TEXT TO READ
────

The AI Productivity Paradox: Produce More, Deliver the Same
By Anis Hammouche·June 29, 2026·8 min read
Your development team has never shipped this much. Pull requests keep coming, the code volume climbs, the activity dashboards are all green. And yet, in the meeting, the same question comes back: why are we not delivering more reliable features to the customer? Activity explodes, the result stalls. This gap has a name, and it does not only affect developers.
It is the AI productivity paradox. We confuse volume produced with value delivered. And the more AI accelerates production, the wider that gap gets, sometimes at real cost.
Volume produced is not value delivered
AI is a powerful production accelerator. A developer generates in a few minutes what used to take an hour. A support team handles more tickets. A content team ships more drafts. An ops team automates more repetitive tasks. The volume is very real.
The trap is believing this volume converts automatically into value for the business. Code generated faster is also code to review, test, fix, and maintain. I build AI tools daily, and I see it in my own work: generating a module in three minutes does not save me three minutes, because the time then goes into review and tests. The trade press documented this paradox at the end of June: developers produce more with AI, but the share that actually reaches production, stable and reliable, does not climb in the same proportions. Generation is fast. Validation does not keep up.
The finding holds well beyond code. More content drafts does not mean more published articles that convert. More tickets handled does not mean more genuinely satisfied customers. Each time, the same gap: production swells at the input, value stays constrained at the output.
The bottleneck has moved
Before AI, the bottleneck was often production itself. Writing the code, drafting the content, analyzing the files took time, and that time capped the throughput. AI removed that lock. Production throughput is no longer the constraint.
But a value chain always has a bottleneck. When you remove one, the next one appears. Today, that bottleneck has moved downstream: review, testing, integration, decision, release. These steps still rest largely on human judgment, and they have not accelerated at the same pace as generation.
As a result, by speeding up production alone, you fill a queue in front of a bottleneck you have not widened. Work piles up between the fast step and the slow one. The business feels faster because the start of the chain races ahead, while the real output, what reaches the customer's hands, stays constrained by the slowest link.
The hidden debt: who will train tomorrow's experts?
There is a second effect, slower and more insidious. A large share of the work handed to AI is the work we used to give to junior profiles. The plumbing code, the first draft, the repetitive but formative task. That is exactly how a junior learns the craft and becomes, over the years, the expert able to judge what AI produces.
If AI absorbs that learning work, the question arises, and the press raised it at the end of June: who will train tomorrow's experts? A leader optimizing only for immediate cost may be tempted to replace juniors with generation. But the expertise that lets someone review, arbitrate, and validate what AI produces does not fall from the sky. It is built over years of concrete work, including the thankless kind.
This is a debt the bottom line does not see right away. You win on production cost this year. You lose on your ability to judge quality five years from now, when today's seniors are gone and nobody has stepped up. The volume produced today can dig a skills hole tomorrow.

────

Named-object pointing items
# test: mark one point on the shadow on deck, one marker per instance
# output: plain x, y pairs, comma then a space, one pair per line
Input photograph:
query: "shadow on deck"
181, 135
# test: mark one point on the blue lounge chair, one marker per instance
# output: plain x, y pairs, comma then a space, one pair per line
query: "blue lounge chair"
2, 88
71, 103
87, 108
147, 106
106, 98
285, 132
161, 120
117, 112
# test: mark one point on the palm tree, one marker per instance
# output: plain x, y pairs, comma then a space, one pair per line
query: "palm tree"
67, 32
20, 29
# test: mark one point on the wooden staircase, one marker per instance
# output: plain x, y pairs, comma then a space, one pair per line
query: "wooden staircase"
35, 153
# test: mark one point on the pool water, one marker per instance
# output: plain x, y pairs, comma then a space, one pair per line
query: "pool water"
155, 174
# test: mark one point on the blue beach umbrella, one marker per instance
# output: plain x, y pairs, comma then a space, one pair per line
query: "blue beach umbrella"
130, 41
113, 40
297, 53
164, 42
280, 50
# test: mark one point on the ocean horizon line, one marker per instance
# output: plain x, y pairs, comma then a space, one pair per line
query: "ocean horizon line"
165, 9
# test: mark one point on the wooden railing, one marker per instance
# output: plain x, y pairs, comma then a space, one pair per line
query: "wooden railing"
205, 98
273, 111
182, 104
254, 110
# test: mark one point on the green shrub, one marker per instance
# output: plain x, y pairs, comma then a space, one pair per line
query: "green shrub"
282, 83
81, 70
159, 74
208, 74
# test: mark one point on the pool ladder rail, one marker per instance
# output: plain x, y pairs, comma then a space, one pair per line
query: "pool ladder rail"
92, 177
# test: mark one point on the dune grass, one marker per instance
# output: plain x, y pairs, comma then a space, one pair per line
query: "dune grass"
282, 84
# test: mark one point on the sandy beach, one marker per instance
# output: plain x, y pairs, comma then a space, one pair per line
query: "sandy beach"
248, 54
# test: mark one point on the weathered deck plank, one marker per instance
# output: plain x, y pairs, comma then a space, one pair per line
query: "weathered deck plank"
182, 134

────

AIM A
Copy the AI productivity paradox article from "Volume produced is" to "not keep up.".
AIM B
Do these statements agree with the AI productivity paradox article? Answer yes or no for each, quoting the words of the article that decide it. (i) The bottleneck has moved downstream to steps such as review and testing. (ii) Review and testing have sped up at the same pace as generation. (iii) The author saves three minutes by generating a module in three minutes.

TASK RESULT A
Volume produced is not value delivered
AI is a powerful production accelerator. A developer generates in a few minutes what used to take an hour. A support team handles more tickets. A content team ships more drafts. An ops team automates more repetitive tasks. The volume is very real.
The trap is believing this volume converts automatically into value for the business. Code generated faster is also code to review, test, fix, and maintain. I build AI tools daily, and I see it in my own work: generating a module in three minutes does not save me three minutes, because the time then goes into review and tests. The trade press documented this paradox at the end of June: developers produce more with AI, but the share that actually reaches production, stable and reliable, does not climb in the same proportions. Generation is fast. Validation does not keep up.

TASK RESULT B
(i) Yes: "Today, that bottleneck has moved downstream: review, testing, integration, decision, release."
(ii) No: "they have not accelerated at the same pace as generation."
(iii) No: "generating a module in three minutes does not save me three minutes, because the time then goes into review and tests."